Start RECORDS PROVIDED
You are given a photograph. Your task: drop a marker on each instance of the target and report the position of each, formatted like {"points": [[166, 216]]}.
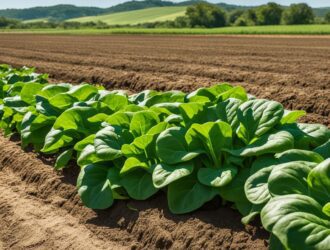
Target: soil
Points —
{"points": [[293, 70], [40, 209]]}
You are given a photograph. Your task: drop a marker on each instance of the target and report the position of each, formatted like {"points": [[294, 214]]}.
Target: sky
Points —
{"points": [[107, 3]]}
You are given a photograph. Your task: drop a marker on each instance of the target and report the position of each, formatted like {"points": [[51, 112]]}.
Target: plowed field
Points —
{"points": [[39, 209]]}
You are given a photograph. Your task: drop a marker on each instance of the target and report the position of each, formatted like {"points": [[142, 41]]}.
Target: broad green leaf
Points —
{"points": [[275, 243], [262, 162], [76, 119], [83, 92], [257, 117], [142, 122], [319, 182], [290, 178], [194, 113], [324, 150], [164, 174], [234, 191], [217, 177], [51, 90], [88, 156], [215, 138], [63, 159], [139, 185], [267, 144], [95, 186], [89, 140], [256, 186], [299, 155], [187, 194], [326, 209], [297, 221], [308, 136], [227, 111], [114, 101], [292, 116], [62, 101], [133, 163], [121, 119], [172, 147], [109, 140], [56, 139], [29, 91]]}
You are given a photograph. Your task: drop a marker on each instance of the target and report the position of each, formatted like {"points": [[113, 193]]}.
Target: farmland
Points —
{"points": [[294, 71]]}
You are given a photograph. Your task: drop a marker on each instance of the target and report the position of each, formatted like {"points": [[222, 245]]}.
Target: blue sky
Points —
End RECORDS PROVIDED
EXERCISE OBJECTIVE:
Put every line of the entries above into a JSON list of strings, one string per line, with blank lines dropped. Leave the pictures out of the list.

CORRECT ANSWER:
[
  "You are given a photograph. Your task: drop a marker on each instance of the target and report the position of each, formatted like {\"points\": [[166, 216]]}.",
  "Target: soil",
  "Points —",
  "{\"points\": [[293, 70], [40, 209]]}",
  "You are given a photograph. Your task: drop a marker on each instance of the target and report the position of each, formatted like {\"points\": [[294, 214]]}.",
  "Target: sky",
  "Points —",
  "{\"points\": [[107, 3]]}",
  "You are given a photograph. Your task: drop a marker on each instance of the target and report the position of each, formatted like {\"points\": [[51, 112]]}.",
  "Target: plowed field",
  "Points —",
  "{\"points\": [[39, 209]]}",
  "You are given a photograph. Your task: drop a marker on each instance of the target and report the position of each, formatted like {\"points\": [[142, 41]]}.",
  "Target: broad green leaf",
  "Points —",
  "{\"points\": [[275, 243], [262, 162], [76, 119], [83, 92], [257, 117], [142, 122], [319, 182], [290, 178], [194, 113], [324, 150], [164, 174], [234, 191], [217, 177], [51, 90], [88, 156], [215, 138], [63, 159], [139, 185], [267, 144], [95, 186], [89, 140], [256, 186], [299, 155], [187, 194], [326, 209], [297, 221], [308, 136], [227, 111], [114, 101], [292, 116], [62, 101], [133, 163], [121, 119], [172, 147], [109, 140], [56, 139], [29, 91]]}",
  "You are given a photograph. Your task: drop a marker on each instance of the target and report the position of each, formatted like {\"points\": [[113, 193]]}.",
  "Target: farmland",
  "Points —",
  "{\"points\": [[294, 71]]}",
  "You are given a photograph. Your task: drop a marker on each instance of the target and report the position of each, formatted like {\"points\": [[222, 245]]}.",
  "Target: blue sky",
  "Points —"
]